■ **EXTRAIT DU TEXTE**:

* * * * * * *

Mad Men
7.7
Mad Men

Série AMC (2007)

Voir la série

"I don’t know if there’s anything that complicated about me. That’s why I should be happier I guess.

Mad Men, c'est l'histoire de Don Draper, un publicitaire qui a du talent, une belle famille et une belle gueule. Mais c'est aussi l'histoire de Dick, un homme avec son passé trouble, ses névroses, sa volonté de trouver une reconnaissance non pas publique mais intime, de ne plus être seul tout comme le veut chaque être humain sur Terre. Le désespoir de ne pas être heureux alors qu'il a toutes les raisons de l'être.


Et c'est sans doute pour cette dernière raison que la série m'a autant plu dès le départ. Enfin, non, au départ, j'étais d'abord séduit par l'époque dont je suis fan, la classe de sa direction artistique, de ses personnages. Puis peu à peu, je me suis aperçu de la profondeur subtile mais immense de la série, de sa richesse par petites touches mais imprégnant peu à peu chaque dialogue, chaque plan, chaque image de la série de Matthew Weiner. Que par moments, la série parvenait à capter mes interrogations les plus inavouées, les plus injustes, mais dont pourtant je ne pouvais m'empêcher de me poser.


La grande prouesse de Mad Men, ce fut en fin de compte d'allier une quête intimiste universelle et un portrait d'une Amérique en pleine mutation, créant et se nourrissant à la fois d'un fantasme sur sa société, sa culture, ses moeurs. Une quête et un portrait qui semblent parfois un peu noyés sous les intrigues légèrement soapesques du quotidien des employés de Sterling-Cooper, mais qui sont pourtant bien là, cachés derrière des gestes, des dialogues, des références, des fulgurances sixties aussi juteuses que réfléchies.

* * * * * * *

■ **DONNÉES ENREGISTRÉES**:

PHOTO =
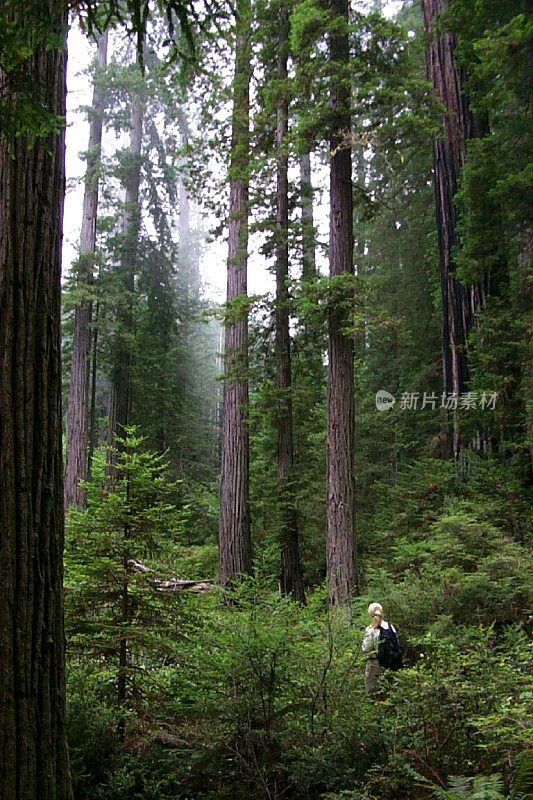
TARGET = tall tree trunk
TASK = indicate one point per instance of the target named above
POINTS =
(308, 225)
(120, 399)
(78, 396)
(340, 536)
(33, 751)
(291, 576)
(459, 303)
(234, 522)
(92, 412)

* * * * * * *

■ **OBJECTIF DE L'EXERCICE**: D'après l'extrait consacré à Mad Men, quel métier exerce Don Draper ? Les entrées ne servent pas pour cet exercice.

■ **RÉPONSE RÉDIGÉE**: Don Draper est publicitaire.